*TASKS TO PERFORM*
**1.** In the Dagestan campaign text, on what date did the decisive battle on the Turchidag plateau begin?
**2.** Reproduce word for word the stretch from "Russian military administration" through "army of Ibrahim-khan." in the Dagestan campaign text.

*SUPPLIED TEXT*
+-------+

Russian military administration in the north Caucasus reported that utsmi Ahmed-khan with Surkhay-khan I built ten fortifications equipped with guns. Russian officer Kalushkin at the Persian court informed the Senate in Moscow that "Surkhay-khan ransacked Derbent fortress, defeated the army of Mehdi-khan". In 1738 Ibrahim-khan marched against Dagestanis who dealt a crushing defeat to the shah's army of Ibrahim-khan.

===Third invasion ===

In 1741 on July 2, Nader-shah invaded Dagestan at the head of 100 thousand army. Before the invasion Nader-shah declared that "I took under my power Hindustan, the lands of Turan and Iran. Now, I intend with enormous and countless army to conquer the kingdom of Kumukh". Shah's historiographer Mirza-Mehdi Astarabadi wrote: "The banners that conquered the world are leaving Iran and heading to Dagestan".

Persians faced battles in Bashli, Dubek, Tabasaran, Kaitag and Djengutai. Muhammed Gazim, historian of Nader-shah, wrote that "the troops of Surkhay kept on firing from guns for two hours and all the 20 thousand shooters of Khorasan and Turkestan left this world". Nevertheless, Persians overcame the defences of highlanders. By August 1741 Surkhay-khan I retreated to his fortress in Gazi-Kumukh but surrendered in a week. Muhammad-bek and Murtazali-bek with five thousand army retreated to Andalal. Ahmed-khan retreated to Andalal as well where highlanders began to gather.

== Murtazali-khan ==

===Election===
Murtazali-bek, the son of Surkhay-khan I, became the khan of Laks. Murtazali-khan was married to the daughter of Muhammad-qadi of Sogratl.

===Andalal battle===
In 1741 at the end of August, Nader-shah approached the territory of Andalal. Sogratl became the military centre of Dagestanis. Murtazali-khan at the head of Dagestani army stood in Andalal. Four days and four nights passed in heavy battles. Persians were routed under Sogratl, Megeb, Chokh and Oboch.

===Turchidag battle===
A decisive historical battle began on September 12 of 1741 on the Turchidag plateau. In Aymaki gorge Persian army was attacked and defeated too. French diplomat in St. Petersburg Marquis de La Chétardie wrote: "The defeat was all the more significant that Nader Shah lured himself into a trap and got into the canyon where hidden forces on both sides have made a terrible massacre of most of his army". By night of September 28 Nader-shah hastily retreated from Andalal losing 40 thousand of his army, according to I. Kalushkin.

Murtazali-khan pursued the retreating Persians up to Derbent. Kalushkin reported that "shah was so cruelly beaten that he was forced to turn back three times to defend himself". As it was written: "Salutes were given In Istanbul. In Petersburg people could not conceal their joy".

+-------+

*DATA RECORDS*
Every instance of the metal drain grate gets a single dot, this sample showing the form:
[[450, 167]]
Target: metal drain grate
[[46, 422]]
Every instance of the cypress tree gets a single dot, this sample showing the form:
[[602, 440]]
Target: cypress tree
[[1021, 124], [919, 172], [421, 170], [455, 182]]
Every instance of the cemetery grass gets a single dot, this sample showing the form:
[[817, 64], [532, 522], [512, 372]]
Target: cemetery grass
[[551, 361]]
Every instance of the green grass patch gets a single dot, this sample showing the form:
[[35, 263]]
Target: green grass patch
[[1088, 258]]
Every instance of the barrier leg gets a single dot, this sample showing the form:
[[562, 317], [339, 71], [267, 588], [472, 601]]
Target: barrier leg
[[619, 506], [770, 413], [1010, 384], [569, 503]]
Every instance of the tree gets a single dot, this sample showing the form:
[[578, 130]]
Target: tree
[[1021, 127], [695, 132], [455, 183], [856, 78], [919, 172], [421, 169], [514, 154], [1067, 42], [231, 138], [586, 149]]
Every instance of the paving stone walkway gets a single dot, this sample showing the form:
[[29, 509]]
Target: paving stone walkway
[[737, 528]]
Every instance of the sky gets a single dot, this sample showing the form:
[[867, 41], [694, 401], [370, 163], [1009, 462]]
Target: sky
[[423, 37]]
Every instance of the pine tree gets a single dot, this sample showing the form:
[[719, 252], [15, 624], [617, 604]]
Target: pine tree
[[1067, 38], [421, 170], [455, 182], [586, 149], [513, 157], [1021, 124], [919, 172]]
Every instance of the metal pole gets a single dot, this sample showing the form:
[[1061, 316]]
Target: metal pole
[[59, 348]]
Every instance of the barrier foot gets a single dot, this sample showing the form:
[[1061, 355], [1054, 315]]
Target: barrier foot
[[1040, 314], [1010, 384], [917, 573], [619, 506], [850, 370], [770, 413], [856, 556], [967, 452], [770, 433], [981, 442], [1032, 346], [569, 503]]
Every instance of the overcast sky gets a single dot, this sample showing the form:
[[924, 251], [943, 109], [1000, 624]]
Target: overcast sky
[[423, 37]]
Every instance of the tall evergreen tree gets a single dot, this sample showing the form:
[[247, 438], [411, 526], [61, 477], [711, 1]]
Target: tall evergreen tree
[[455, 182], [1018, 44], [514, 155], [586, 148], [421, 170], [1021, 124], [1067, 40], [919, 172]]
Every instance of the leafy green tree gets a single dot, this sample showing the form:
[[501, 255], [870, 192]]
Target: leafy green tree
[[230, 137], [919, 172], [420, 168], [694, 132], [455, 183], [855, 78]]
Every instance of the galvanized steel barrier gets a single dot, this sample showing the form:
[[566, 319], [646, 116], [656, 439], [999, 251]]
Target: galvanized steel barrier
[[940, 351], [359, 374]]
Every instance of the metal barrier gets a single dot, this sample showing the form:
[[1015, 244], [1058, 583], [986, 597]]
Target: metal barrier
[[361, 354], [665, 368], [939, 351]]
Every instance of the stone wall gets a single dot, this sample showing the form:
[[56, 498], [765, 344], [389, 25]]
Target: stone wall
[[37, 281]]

+-------+

*ANSWERS*
**1.** September 12, 1741

**2.**
Russian military administration in the north Caucasus reported that utsmi Ahmed-khan with Surkhay-khan I built ten fortifications equipped with guns. Russian officer Kalushkin at the Persian court informed the Senate in Moscow that "Surkhay-khan ransacked Derbent fortress, defeated the army of Mehdi-khan". In 1738 Ibrahim-khan marched against Dagestanis who dealt a crushing defeat to the shah's army of Ibrahim-khan.